Fragment tekstu>
W podstawówce zaczytywałam tę książkę do
upadłego – „Godzinę pąsowej róży” Marii Krüger, urzekającą opowieść o wypadzie
w przeszłość za sprawą magicznego triku. Anda, główna bohaterka, zostaje
teleportowana w lata 80 XIX wieku i doświadcza na nastoletnim ciele, jak bardzo
przyzwoita jest jej teraźniejszość (lata mniej więcej 60 XX w.), w której
zamiast sztywnego gorsetu obowiązuje mini, a zamiast szybkiego ożenku są
studia, zawody sportowe i różne obiecujące perspektywy (zgrzebny socjalizm
powojennej Polski u Krüger nie istnieje).
Teraz czytałam to nieletnim i urzekło mnie
coś innego – postać mianowicie Genowefci, wiernej pomocy domowej, krzątającej
się po inteligenckim mieszkanku w gomułkowskiej Warszawie, a później (wcześniej
…) po mieszczańskim domu z końca XIX wieku.

Dostępne dane>
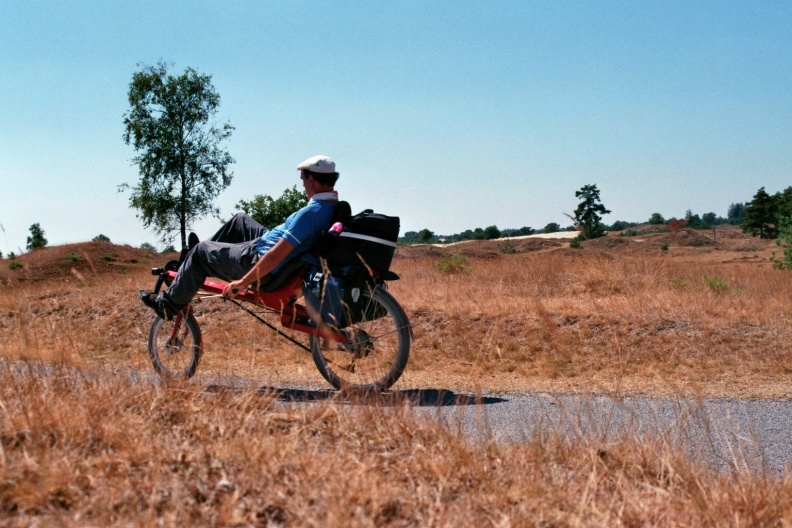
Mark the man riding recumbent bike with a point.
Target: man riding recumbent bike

Treść zadania> Powiel cały fragment tekstu bez najmniejszych zmian. Wiersze to osobny materiał, niezwiązany z fragmentem tekstu.

Rozwiązanie zadania>
W podstawówce zaczytywałam tę książkę do
upadłego – „Godzinę pąsowej róży” Marii Krüger, urzekającą opowieść o wypadzie
w przeszłość za sprawą magicznego triku. Anda, główna bohaterka, zostaje
teleportowana w lata 80 XIX wieku i doświadcza na nastoletnim ciele, jak bardzo
przyzwoita jest jej teraźniejszość (lata mniej więcej 60 XX w.), w której
zamiast sztywnego gorsetu obowiązuje mini, a zamiast szybkiego ożenku są
studia, zawody sportowe i różne obiecujące perspektywy (zgrzebny socjalizm
powojennej Polski u Krüger nie istnieje).
Teraz czytałam to nieletnim i urzekło mnie
coś innego – postać mianowicie Genowefci, wiernej pomocy domowej, krzątającej
się po inteligenckim mieszkanku w gomułkowskiej Warszawie, a później (wcześniej
…) po mieszczańskim domu z końca XIX wieku.